**YOUR OBJECTIVE**
Render the record lines below as a Markdown table with an Index column holding the row number and an Entry column holding the line, and omit blank lines. Begin at the line that contains "82, row 595." and stop after the line that contains "column 874, row 75".

**DATASET EXCERPTS**
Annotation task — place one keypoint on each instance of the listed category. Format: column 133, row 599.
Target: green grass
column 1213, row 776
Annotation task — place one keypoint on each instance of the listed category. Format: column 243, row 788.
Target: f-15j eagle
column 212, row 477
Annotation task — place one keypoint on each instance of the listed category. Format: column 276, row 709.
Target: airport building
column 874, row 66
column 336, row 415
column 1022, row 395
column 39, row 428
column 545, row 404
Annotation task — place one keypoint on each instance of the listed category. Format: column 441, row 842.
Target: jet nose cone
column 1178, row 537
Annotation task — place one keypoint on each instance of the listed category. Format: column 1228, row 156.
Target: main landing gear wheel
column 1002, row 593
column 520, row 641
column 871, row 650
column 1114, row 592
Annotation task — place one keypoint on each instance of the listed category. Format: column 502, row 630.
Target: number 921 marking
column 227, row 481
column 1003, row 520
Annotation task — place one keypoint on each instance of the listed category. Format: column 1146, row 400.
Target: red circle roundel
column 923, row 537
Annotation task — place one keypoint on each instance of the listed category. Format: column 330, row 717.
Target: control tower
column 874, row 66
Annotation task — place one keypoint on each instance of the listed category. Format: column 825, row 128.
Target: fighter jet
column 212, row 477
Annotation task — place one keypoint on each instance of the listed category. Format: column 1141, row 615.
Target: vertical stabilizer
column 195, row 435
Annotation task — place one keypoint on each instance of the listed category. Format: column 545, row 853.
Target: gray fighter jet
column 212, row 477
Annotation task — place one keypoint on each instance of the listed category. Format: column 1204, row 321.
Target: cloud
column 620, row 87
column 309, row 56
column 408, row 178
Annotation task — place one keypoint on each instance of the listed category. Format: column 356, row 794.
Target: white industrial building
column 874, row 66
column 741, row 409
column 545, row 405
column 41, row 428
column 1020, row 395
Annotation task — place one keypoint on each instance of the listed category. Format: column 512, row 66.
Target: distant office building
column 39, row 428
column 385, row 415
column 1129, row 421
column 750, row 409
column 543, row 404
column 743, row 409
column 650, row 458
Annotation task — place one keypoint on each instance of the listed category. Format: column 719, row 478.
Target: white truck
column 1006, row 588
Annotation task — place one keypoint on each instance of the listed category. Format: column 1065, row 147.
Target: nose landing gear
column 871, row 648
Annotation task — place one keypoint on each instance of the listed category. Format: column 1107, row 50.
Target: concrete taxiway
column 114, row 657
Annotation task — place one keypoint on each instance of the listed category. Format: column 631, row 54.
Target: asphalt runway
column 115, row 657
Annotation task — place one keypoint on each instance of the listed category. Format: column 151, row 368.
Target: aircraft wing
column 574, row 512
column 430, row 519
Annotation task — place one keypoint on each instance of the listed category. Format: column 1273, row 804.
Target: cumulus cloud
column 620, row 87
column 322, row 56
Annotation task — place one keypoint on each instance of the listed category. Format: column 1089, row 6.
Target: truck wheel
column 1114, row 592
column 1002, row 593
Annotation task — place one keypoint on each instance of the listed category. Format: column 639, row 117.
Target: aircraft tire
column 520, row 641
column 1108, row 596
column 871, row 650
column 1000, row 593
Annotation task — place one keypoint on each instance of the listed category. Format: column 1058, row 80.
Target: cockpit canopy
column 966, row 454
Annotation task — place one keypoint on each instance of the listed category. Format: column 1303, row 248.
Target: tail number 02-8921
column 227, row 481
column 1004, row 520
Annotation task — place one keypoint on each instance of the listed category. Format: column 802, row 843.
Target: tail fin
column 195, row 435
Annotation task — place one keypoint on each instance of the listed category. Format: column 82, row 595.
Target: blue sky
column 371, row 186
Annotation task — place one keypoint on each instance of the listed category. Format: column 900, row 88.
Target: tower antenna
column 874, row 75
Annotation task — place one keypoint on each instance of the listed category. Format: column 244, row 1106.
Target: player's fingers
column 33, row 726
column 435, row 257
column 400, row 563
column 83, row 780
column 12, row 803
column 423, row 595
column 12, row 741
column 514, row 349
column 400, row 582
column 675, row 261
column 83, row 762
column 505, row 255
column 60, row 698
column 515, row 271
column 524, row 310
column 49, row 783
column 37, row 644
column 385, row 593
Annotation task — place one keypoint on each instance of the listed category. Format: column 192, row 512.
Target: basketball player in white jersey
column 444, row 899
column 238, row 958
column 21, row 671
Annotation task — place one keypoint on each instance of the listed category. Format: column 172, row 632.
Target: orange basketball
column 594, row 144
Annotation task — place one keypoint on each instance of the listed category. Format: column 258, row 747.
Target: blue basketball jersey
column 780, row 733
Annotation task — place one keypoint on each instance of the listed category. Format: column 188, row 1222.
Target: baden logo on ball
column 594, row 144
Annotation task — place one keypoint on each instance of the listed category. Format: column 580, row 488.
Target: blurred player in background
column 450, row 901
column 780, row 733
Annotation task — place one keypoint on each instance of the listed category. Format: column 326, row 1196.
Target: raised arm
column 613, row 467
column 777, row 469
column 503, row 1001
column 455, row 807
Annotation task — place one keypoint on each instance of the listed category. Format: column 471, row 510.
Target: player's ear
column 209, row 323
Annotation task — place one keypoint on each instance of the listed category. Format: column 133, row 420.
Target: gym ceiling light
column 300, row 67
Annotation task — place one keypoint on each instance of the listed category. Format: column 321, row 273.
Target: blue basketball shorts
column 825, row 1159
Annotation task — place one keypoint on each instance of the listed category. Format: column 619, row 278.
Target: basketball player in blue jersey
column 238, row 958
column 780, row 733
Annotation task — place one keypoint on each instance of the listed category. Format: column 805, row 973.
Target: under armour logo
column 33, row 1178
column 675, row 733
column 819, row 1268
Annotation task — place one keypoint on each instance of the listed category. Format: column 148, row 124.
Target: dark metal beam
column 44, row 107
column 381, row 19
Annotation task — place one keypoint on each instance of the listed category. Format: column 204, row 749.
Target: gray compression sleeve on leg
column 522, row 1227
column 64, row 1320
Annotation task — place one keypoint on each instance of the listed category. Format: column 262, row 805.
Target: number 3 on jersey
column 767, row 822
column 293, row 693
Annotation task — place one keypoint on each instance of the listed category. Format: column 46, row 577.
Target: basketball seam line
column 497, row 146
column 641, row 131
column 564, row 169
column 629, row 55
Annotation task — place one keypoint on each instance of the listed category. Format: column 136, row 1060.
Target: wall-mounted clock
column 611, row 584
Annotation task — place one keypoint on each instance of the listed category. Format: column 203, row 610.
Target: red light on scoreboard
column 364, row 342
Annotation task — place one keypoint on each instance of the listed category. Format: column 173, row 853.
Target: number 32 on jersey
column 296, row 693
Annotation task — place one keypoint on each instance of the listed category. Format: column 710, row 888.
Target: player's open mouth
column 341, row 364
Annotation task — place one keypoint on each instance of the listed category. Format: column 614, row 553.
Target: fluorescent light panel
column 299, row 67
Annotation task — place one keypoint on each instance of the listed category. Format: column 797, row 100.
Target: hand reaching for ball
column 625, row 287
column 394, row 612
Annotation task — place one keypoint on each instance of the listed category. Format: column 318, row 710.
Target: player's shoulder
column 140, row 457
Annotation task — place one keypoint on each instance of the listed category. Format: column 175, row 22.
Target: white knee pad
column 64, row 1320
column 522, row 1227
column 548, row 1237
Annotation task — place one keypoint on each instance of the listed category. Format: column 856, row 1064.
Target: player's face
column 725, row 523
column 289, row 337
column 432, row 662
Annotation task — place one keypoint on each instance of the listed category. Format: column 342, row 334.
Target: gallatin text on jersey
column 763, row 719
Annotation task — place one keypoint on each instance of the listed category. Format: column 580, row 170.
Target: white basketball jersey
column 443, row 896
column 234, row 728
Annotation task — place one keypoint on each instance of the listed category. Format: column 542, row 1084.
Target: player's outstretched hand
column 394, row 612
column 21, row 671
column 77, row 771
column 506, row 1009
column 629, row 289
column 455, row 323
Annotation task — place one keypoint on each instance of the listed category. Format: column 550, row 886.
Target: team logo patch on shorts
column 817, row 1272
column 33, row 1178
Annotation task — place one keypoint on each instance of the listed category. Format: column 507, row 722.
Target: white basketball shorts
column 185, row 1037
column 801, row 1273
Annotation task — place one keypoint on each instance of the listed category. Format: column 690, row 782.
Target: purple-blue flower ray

**FINAL ANSWER**
| Index | Entry |
|---|---|
| 1 | Annotation task — place one keypoint on each instance of the listed category. Format: column 82, row 595. |
| 2 | Target: blue sky |
| 3 | column 371, row 186 |
| 4 | Annotation task — place one keypoint on each instance of the listed category. Format: column 900, row 88. |
| 5 | Target: tower antenna |
| 6 | column 874, row 75 |